WHAT YOU SHOULD DO: An exact copy of the entries is needed, with every picture left out.

(Data extracted from a collection)
-=-=-=-=-

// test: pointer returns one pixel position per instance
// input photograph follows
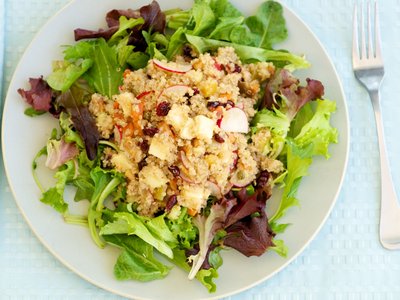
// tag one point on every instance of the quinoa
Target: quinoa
(165, 126)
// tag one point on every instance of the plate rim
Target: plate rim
(288, 261)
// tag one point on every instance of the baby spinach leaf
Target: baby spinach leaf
(54, 196)
(223, 8)
(136, 260)
(106, 74)
(268, 25)
(203, 18)
(250, 54)
(124, 25)
(224, 27)
(74, 102)
(138, 60)
(66, 73)
(133, 224)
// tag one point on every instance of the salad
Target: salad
(177, 127)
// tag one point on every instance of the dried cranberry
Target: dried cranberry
(163, 109)
(171, 202)
(237, 69)
(187, 51)
(212, 105)
(144, 146)
(230, 102)
(218, 138)
(142, 164)
(150, 131)
(262, 180)
(174, 170)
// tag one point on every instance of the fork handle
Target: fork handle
(389, 202)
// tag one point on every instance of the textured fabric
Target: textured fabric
(345, 261)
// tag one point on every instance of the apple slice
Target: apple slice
(185, 161)
(172, 66)
(238, 179)
(234, 120)
(179, 89)
(144, 94)
(214, 188)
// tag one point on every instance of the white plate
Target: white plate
(72, 245)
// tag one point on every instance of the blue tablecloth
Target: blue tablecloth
(345, 261)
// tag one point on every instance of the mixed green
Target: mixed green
(297, 116)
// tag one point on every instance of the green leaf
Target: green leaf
(215, 258)
(69, 134)
(176, 42)
(203, 18)
(318, 132)
(280, 248)
(224, 28)
(80, 50)
(183, 229)
(177, 18)
(136, 260)
(106, 74)
(105, 183)
(158, 227)
(297, 167)
(268, 26)
(205, 277)
(278, 228)
(250, 54)
(31, 112)
(124, 25)
(54, 196)
(65, 73)
(303, 116)
(133, 224)
(223, 8)
(138, 60)
(275, 120)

-=-=-=-=-

YOUR SOLUTION:
// test: pointer returns one pixel position per instance
// input photograph follows
// tag one point on every instance of the quinoa
Target: quinoa
(165, 126)
// tag one point on every instance of the plate rim
Target: plate rim
(288, 261)
// tag one point on every instance of the baby spinach leaf
Target: baby spinach leaf
(54, 196)
(223, 8)
(136, 260)
(106, 74)
(268, 25)
(203, 18)
(250, 54)
(124, 25)
(224, 27)
(74, 102)
(138, 60)
(66, 73)
(133, 224)
// tag one point on every instance of the salad
Target: salad
(177, 127)
// tag one point on every instance of the dried cranberry
Target: dried cranberry
(163, 109)
(171, 202)
(237, 69)
(187, 51)
(212, 105)
(144, 146)
(230, 102)
(218, 138)
(142, 164)
(150, 131)
(262, 180)
(174, 170)
// tag one point on every instance of the fork handle
Target: fork handle
(389, 202)
// tag one point on every instance of the textured fabric
Target: textured fabric
(345, 261)
// tag one point on every instance of the apple slice
Target: apple slice
(185, 161)
(172, 66)
(238, 179)
(234, 120)
(179, 89)
(144, 94)
(214, 188)
// tag one point on every instance of the white plate
Target: white plate
(72, 245)
// tag one point on every instance of the blue tablecloth
Target: blue tablecloth
(345, 261)
// tag one point on every instance of the mixed green
Target: mixed green
(297, 116)
// tag one point on every instance of the green leaf
Target: green leaf
(215, 258)
(69, 134)
(176, 42)
(203, 18)
(318, 132)
(280, 248)
(224, 28)
(80, 50)
(183, 229)
(177, 18)
(136, 260)
(106, 74)
(105, 183)
(158, 227)
(297, 167)
(268, 26)
(205, 277)
(278, 228)
(250, 54)
(31, 112)
(124, 25)
(54, 196)
(65, 73)
(303, 116)
(133, 224)
(223, 8)
(138, 60)
(275, 120)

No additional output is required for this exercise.